═════ INFORMATION SUPPLIED

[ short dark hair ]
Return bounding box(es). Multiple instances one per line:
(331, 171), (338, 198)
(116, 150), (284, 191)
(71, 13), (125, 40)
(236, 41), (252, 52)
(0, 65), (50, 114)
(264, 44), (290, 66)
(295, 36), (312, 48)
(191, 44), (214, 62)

══════════
═════ INFORMATION SUPPLIED

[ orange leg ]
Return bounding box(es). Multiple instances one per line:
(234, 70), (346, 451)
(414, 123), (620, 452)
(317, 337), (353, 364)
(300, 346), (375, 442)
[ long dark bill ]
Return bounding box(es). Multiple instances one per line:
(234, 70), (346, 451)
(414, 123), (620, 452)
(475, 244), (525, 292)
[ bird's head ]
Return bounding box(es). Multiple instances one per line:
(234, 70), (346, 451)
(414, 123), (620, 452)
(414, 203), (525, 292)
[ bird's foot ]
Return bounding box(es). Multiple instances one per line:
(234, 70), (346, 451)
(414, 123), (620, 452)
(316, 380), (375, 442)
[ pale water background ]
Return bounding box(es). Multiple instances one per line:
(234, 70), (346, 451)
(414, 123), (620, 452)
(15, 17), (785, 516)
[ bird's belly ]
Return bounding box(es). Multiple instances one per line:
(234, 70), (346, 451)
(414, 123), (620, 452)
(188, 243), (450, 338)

══════════

**WHAT IS EXPECTED**:
Write out the records verbatim from the line containing "[ bird's foot ]" through the line containing "(188, 243), (450, 338)", both lines included, and nothing else.

**CORRECT RESULT**:
[ bird's foot ]
Return bounding box(es). Multiple instances one per line:
(234, 70), (346, 451)
(414, 123), (620, 452)
(316, 380), (375, 442)
[ pale water background ]
Return bounding box(es). Multiple instances one per line:
(234, 70), (346, 451)
(414, 123), (620, 452)
(15, 17), (785, 516)
[ bird's belly ]
Return bounding box(es). Multiple instances one per line:
(234, 70), (346, 451)
(414, 123), (620, 452)
(188, 243), (450, 338)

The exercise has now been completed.